◆ Directive 1: Could you copy out, word for word, the entries below from the line containing "Would you be able to indicate the rear window" through the line containing "column 495, row 176"?

◆ Text block:
>>>
One thing I've established over the years is that clients are a lot more relaxed in their own premises than yours. Getting information out of them to enable us to develop their business is much easier if they're feeling comfortable in their own place.
I spend 80% of my time with clients talking about how we can improve their figures and the other 20% is making sure that everything is ticking away nicely in the office and the staff are happy.
In the last eight months, we've taken two big steps: we shut the office from 2pm on a Friday and the other step we've made is to give the opportunity to work from home. The staff control their own diaries, they control their own time, and we don't record time in any way – we do is record tasks.
We have a Tuesday morning meeting at 9am. Every member of staff, including me, is tasked with bringing to that meeting three things that they're going to achieve this week. If you say those three things you're going to do, then no one else can stop you from doing them other than you. There was a time when some staff members had a to-do list with 40 items. We then use Trello to make sure we all keep on top our tasks and don't get anything late.
It may not be lunchtime but I will always have a break. I only live a mile away so I often head home to see the wife and dog. It's harder when you're working from home because it's easy to carry on working. Yet, on the other hand, there are not as many telephone interruptions or nobody there to chat to.
I go home at 5pm and spend time with the family. If I have a little work to do, it's usually an hour between 7pm and 8pm. I might turn the laptop on and check one or two things and move on. But I am not spending as much time working outside of hours as I used to.
Since we've started remote working we’ve all worked an awful lot fewer weekends. You always get the odd client who wants something done by Monday so you have to work the weekend to get it done, but they are fewer and far between because we work so much closer and educate the clients that you can't leave it that late.
Answering emails after work is something I discourage. You tend to find clients start to expect that as the norm. What you find though is clients who email at 6pm do so because it is on their mind, not because they're expecting an immediate answer.
In the last 12 months, I've got to the point where I don't take my phone out in the evening. It used to be that if it buzzed in my pocket I had to answer it. But often I'll go out and leave my phone in the house.”
<<<
◆ Directive 2: Do these statements agree with the text on running an office and working from home? Answer each yes or no and quote the deciding words. (a) The weekly staff meeting takes place on Tuesday at 9am. (b) The office shuts at noon on Fridays. (c) Staff time is recorded.

◆ Information supplied:
>>>
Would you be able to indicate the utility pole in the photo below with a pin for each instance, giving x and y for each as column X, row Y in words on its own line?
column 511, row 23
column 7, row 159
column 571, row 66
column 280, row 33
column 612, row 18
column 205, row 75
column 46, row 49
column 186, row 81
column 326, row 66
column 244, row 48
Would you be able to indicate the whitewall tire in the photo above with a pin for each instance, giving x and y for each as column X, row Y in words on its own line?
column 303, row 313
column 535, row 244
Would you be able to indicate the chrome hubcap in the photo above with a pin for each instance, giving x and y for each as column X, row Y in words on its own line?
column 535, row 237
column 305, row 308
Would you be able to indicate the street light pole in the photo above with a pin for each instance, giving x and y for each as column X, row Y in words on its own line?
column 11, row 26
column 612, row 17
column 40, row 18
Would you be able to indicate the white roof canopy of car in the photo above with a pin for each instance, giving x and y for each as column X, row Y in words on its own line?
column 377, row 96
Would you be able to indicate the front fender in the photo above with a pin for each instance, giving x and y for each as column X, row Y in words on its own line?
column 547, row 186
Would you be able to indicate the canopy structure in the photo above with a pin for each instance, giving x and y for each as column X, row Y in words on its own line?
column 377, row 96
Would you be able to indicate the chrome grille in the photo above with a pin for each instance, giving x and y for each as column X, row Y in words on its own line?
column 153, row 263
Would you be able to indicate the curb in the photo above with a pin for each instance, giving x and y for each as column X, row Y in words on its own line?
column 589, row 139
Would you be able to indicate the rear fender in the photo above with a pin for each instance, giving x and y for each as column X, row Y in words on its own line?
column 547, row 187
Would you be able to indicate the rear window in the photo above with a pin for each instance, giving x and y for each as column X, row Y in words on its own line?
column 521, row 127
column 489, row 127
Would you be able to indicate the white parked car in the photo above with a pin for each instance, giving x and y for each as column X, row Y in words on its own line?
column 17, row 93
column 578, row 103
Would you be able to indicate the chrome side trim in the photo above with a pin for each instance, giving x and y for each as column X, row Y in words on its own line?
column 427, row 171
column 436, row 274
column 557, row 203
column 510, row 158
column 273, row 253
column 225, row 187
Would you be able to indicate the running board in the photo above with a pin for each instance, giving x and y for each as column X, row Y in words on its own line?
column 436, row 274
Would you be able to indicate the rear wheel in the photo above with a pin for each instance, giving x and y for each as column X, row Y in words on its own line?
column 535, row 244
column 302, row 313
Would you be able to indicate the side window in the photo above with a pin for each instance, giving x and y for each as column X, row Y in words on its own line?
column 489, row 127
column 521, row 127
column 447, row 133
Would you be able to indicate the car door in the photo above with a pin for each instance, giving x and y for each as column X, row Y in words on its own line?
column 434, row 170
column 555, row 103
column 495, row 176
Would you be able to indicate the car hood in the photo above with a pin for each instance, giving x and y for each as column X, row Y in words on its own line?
<<<
◆ Task answer 1:
Would you be able to indicate the rear window in the photo above with a pin for each instance, giving x and y for each as column X, row Y in words on its own line?
column 521, row 127
column 489, row 127
Would you be able to indicate the white parked car in the photo above with a pin for each instance, giving x and y for each as column X, row Y in words on its own line?
column 17, row 93
column 578, row 103
Would you be able to indicate the chrome side trim in the photo above with a pin for each instance, giving x and y for each as column X, row Y in words on its own line?
column 427, row 171
column 436, row 274
column 557, row 203
column 510, row 158
column 273, row 253
column 225, row 187
Would you be able to indicate the running board in the photo above with a pin for each instance, giving x and y for each as column X, row Y in words on its own line?
column 436, row 274
Would you be able to indicate the rear wheel in the photo above with a pin for each instance, giving x and y for each as column X, row Y in words on its own line?
column 535, row 244
column 302, row 313
Would you be able to indicate the side window in the photo above with a pin for each instance, giving x and y for each as column X, row Y in words on its own line?
column 489, row 127
column 521, row 127
column 447, row 133
Would you be able to indicate the car door in the photo above with a pin for each instance, giving x and y for each as column X, row Y in words on its own line?
column 434, row 170
column 555, row 103
column 495, row 176

◆ Task answer 2:
(a) Yes: "We have a Tuesday morning meeting at 9am."
(b) No: "we shut the office from 2pm on a Friday"
(c) No: "we don't record time in any way"